#### Passage ####
Initiatives for Land, Lives, Peace at UN Climate Summit in Katowice
ILLP december 2018
19/02/2019‘We are not doing enough to prevent irreversible and catastrophic climate disruption …this is the challenge on which our generation’s leaders will be judged’. With these words, UN Secretary General Antonio Guterres opened the UN Climate Summit in Katowice, Poland in December 2018. Attending the summit as observers and technical experts was the Initiatives for Land, Lives, Peace (ILLP) delegation, Irina Fedorenko, Patrick Worms, Rishabh Khanna and Alan Channer.
The winter air of Katowice has the faintly sweet odour of damp smog. 80% of private homes in the European Union that use coal for heating are Polish. There was consternation that a global climate summit could be hosted by a nation whose energy policies ignore global warming. Nevertheless, the welcome given by the Polish government to the 30,000 conference delegates was unequivocal and the event very well organised.
‘Think of that evening back in 2015 [in Paris],’ said the President of the Summit, Polish Secretary of StateMichal Kurtyka. ‘We agreed in Paris we will do it, but we did not agree on how to do it. Katowice is about agreeing a set of guidelines to unlock global, just and transparent action. The spirit of Paris is here. Let us live up to it.’
Tensions erupted at the Summit when the United States, Russia, Saudia Arabia and Kuwait said they would only ‘take note’, rather than ‘welcome’, the recommendations of the Intergovernmental Panel on Climate Change, a report drawing on the conclusions of 6000 scientific studies.
UN Secretary General Antonio Guterres intervened again, urging everyone that “To waste this opportunity would compromise our last best chance to stop runaway climate change. It would not only be immoral, it would be suicidal.” Europe and scores of developing countries responded positively, pledging to toughen their existing commitments to reduce greenhouse gas emissions in an effort to prevent average global temperatures from rising a further 1.5C.
#### Records to process ####
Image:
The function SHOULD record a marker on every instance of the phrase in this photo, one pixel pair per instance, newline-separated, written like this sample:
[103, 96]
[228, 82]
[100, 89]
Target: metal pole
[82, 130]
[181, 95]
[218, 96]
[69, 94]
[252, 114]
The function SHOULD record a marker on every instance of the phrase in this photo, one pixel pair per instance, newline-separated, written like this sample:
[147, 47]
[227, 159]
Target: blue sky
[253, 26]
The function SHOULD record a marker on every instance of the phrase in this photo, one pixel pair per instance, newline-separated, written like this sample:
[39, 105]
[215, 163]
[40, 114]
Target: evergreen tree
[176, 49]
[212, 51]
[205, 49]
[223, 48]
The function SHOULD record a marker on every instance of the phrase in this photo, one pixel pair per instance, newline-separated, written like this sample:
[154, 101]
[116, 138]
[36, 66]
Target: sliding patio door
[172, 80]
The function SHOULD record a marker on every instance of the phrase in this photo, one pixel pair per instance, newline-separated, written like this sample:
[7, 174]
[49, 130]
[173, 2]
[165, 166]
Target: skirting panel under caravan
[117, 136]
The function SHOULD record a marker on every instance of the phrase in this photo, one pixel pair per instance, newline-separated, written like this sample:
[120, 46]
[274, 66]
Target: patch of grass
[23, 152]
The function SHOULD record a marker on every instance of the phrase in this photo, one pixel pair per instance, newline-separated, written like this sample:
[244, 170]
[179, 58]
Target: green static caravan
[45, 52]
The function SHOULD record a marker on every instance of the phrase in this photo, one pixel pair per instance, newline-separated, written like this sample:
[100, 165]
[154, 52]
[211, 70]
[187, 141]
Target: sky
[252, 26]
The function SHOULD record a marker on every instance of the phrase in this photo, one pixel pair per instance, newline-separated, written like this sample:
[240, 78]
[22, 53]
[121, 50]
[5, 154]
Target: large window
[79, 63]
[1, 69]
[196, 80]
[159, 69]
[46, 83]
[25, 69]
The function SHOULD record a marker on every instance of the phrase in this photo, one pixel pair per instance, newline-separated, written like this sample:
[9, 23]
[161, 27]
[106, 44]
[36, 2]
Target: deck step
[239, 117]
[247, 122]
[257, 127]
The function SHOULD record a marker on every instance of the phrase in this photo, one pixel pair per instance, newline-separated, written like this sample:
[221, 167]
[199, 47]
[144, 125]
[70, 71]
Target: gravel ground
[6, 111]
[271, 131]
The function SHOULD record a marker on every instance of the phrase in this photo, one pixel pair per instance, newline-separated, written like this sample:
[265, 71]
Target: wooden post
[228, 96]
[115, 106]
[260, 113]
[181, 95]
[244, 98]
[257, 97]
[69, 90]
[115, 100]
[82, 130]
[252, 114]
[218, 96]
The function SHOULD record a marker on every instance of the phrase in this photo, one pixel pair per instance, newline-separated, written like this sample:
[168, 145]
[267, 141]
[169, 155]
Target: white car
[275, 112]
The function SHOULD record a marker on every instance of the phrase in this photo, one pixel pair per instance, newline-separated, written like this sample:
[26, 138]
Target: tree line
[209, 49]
####
#### Records to process ####
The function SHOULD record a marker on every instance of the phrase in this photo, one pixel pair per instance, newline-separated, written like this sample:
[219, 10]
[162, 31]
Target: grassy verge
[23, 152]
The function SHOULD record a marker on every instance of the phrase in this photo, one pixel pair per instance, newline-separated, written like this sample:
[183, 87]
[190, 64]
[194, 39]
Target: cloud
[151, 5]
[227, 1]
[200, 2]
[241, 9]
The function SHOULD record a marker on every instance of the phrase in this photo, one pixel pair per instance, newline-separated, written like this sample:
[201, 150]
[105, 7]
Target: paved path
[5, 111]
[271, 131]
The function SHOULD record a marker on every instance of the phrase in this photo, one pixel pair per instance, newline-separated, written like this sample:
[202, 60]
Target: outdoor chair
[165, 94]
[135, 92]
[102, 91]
####
Exercise tasks:
**A)** Count the lines of the records that contain the string "caravan", treating uppercase and lowercase as distinct, and give only the number.
**B)** Continue the account of the UN Climate Summit in Katowice from the point at which it ends.

Answers below:
**A)** 2

**B)**
It became very clear that effective dialogue and relationship-building is needed at all levels. The trust gap between Global North and Global South remains wide. More positively, countries that may not be talking to each other about some things, such as India and Pakistan, are talking to each other about climate.
The ILLP team presented on the theme of ‘Trust – the essential ingredient for bountiful landscapes and climate resilience’ to a full house at the pavilion of the African Development Bank.
In her introduction, Louise Brown from Namibia, Coordinator of the Africa Climate Change Fund, spoke of her personal experience at the Caux Dialogue on Land and Security and the mixture of participants – scientists, policy makers, farmers, grassroots activists, faith leaders, economists, peacebuilders – whom she had encountered there, and which made it ‘unique’.
We spoke of community-based approaches in Africa to manage trees in forests and agricultural landscapes so that they can absorb huge amounts of carbon dioxide from the atmosphere; the role of new technologies, like drones planting mangroves in Myanmar, and the role of new financial mechanisms to achieve the necessary investment in land restoration.
There was a flurry of questions, including one, from a Mexican, on how you build trust between outsiders and indigenous peoples. We emphasised the importance of the outsider ‘embodying trust’ in his/her relations with indigenous communities.
Louise Brown concluded the ‘inspiring’ event with warm thanks to the ILLP team and the Caux Dialogues on Land and Security (CDLS).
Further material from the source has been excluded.